(Passage provided begins)

In a continuing series of articles and podcast as we lead up to the World Cycling Championships in September, I delve into doping through micro-dosing. As testing has became more stringent in the 2000’s, it is believed that athletes, including pro cyclists, moved to micro-dosing drugs like EPO to reap smaller, but undetectable benefits. In it’s report on Lance Armstrong, USADA indicated that this became the method of choice in conjunction with transfusions. More recently, France 2’s sports magazine show Stade 2 allegeable “proved” how effective micro-dosing can be by conducting an unauthorized and uncontrolled study of their own; I won’t bother discussing how unethical it is to conduct such a research study is. While their results appear impressive, when we delve into their tiny study and take into account the placebo effect, micro-dosing may be far less effective than it seems.
Research: Tabloid Journalism Style
Eight athletes (runners I presume) were given small doses of EPO and retested after 1 month with the following results:
- 6.1% improvement in VO2 max
- 2.1% improvement in 14km static bike time trial
- 2.8% improvement in 3,000-metres run
Let me just state unequivocally how shitty this study was; almost as bad as most of the garbage research GCN puts out. First, the only reason I can think of for doing a bike and run test is that they had both runners and cyclists in the study who did one or the other test; i.e., their sample size is so minuscule as to be useless for drawing any type of conclusions. Second, we have no idea what the initial fitness level was of this athletes, what training they were doing before, or what they did during the month of the study; depending on initial fitness level a 6% improvement is not a lot. To that last point, was the improvement in VO2 max in absolute terms or relative to body weight? If its the latter, then we have to ask if they lost weight. Regarding the time trial improvements, we have no idea what the variability in response was. The fact that they reported averages and not median values show that they either do not understand even basic statistics, or they were more interested in creating media hype. Finally, even without the problems of a small sample, they have no control group to compare their subjects to. If they did, then we would be able to know, assuming the controls were similar and performed the same training, that it was the drug that helped and not confounding factors like training or a placebo effect.
What’s in a Placebo Effect?

(Passage provided ends)
(Data section begins)

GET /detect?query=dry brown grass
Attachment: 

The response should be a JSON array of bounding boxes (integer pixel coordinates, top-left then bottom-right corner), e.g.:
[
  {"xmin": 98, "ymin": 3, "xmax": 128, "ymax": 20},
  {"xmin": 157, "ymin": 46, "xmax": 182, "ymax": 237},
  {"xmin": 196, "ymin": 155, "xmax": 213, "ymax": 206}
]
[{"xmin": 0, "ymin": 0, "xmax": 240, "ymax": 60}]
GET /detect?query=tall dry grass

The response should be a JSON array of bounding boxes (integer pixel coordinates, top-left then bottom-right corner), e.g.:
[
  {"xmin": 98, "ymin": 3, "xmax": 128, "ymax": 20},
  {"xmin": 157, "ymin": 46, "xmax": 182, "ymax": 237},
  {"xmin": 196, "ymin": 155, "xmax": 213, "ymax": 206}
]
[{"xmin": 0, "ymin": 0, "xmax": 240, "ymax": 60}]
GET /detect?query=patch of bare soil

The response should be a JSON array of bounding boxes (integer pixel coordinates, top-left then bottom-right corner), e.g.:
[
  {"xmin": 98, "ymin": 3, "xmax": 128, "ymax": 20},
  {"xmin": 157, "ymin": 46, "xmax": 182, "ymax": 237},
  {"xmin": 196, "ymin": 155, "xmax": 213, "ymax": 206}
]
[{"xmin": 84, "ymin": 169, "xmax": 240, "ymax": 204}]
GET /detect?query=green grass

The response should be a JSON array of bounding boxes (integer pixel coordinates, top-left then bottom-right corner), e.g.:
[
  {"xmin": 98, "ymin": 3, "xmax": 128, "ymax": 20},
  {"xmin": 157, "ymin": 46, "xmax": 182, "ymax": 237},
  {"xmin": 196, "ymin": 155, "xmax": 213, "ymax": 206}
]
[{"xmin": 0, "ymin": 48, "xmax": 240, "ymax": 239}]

(Data section ends)

- [Tasks]
a. Answer from the micro-dosing article:
(i) Which program conducted the study on micro-dosing?
(ii) What drug did the eight athletes receive?
(iii) What improvement in VO2 max was reported?
b. Rewrite the stretch of the micro-dosing article from "In a continuing" through "than it seems.", substituting "microdosing" for "micro-dosing".
c. Write the next part of the micro-dosing article, continuing after its final line.
The data come from a separate source, unrelated to the micro-dosing article.

- [Responses to the exercise]
a.
(i) Stade 2, the sports magazine show on France 2
(ii) EPO
(iii) 6.1%

b.
In a continuing series of articles and podcast as we lead up to the World Cycling Championships in September, I delve into doping through microdosing. As testing has became more stringent in the 2000’s, it is believed that athletes, including pro cyclists, moved to microdosing drugs like EPO to reap smaller, but undetectable benefits. In it’s report on Lance Armstrong, USADA indicated that this became the method of choice in conjunction with transfusions. More recently, France 2’s sports magazine show Stade 2 allegeable “proved” how effective microdosing can be by conducting an unauthorized and uncontrolled study of their own; I won’t bother discussing how unethical it is to conduct such a research study is. While their results appear impressive, when we delve into their tiny study and take into account the placebo effect, microdosing may be far less effective than it seems.

c.
Most of us have at least a general idea of what the placebo effect is, but many people often dismiss it, or worse, embrace it. I’ve lost count on how many times I’ve heard someone say something to the effect, “What’s the harm of a placebo effect if it makes you better?” Outside of the fact that we simply never learn if something really works, a placebo effect can lead to at best wasted resources (i.e., you buy a product that you do not really need), and at worst, precludes individuals from using treatments that really work that might save their lives; Steve Jobs learned this one the hard way. However, specific to micro-dosing in elite athletes, it is entirely possible that all we’re seeing is a placebo effect. How can I say this? I cannot, but research can.
In a paper just published by Ross et al. in Medicine and Science in Sports and Exercise, 15 club level runners completed a randomized cross-over study where runners injected either OxyRBX (actually saline), a drug they believed was performance enhancing, or nothing for a 7-day period before being retested. As a cross-over study, all runners had both treatments. The findings were nothing short of intriguing. Compared to control, the injected placebo improved 3-km race time by 1.2%; both statistically significant and relevant to real-world performance. The runners also reported reduced effort level, and greater motivation. If 1.2% seems irrelevant, consider that the difference between Chris Froome and Thibault Pinot final overall time at the 2015 Tour de France was less than 1%; incidentally, the difference between 1st and last place was just 5.8%.
What to Believe
It seems that no matter how far the testing evolves, cycling fans seem unable to move beyond doubt. These doubts are only fueled by armchair analysts, federation officials more concerned with image than truth, media outlets looking for ratings, and of course the regular positive drug test. For me, however, I still enjoy watching the sport for what it is, and try not to get bogged down in the innuendo. The fact is, I can, and have, made the case for why riders are or are not still doping, because if you look hard enough you can find the data you seek. However, if you ask my honest opinion, cycling is not any worse than other sports and is still cleaner than it ever has been. And, I saw nothing at this year’s Tour to suggest otherworld performances like Miguel Indurain’s utter decimation of the field in the 1992 TdF’s first time trial more than 20 years ago!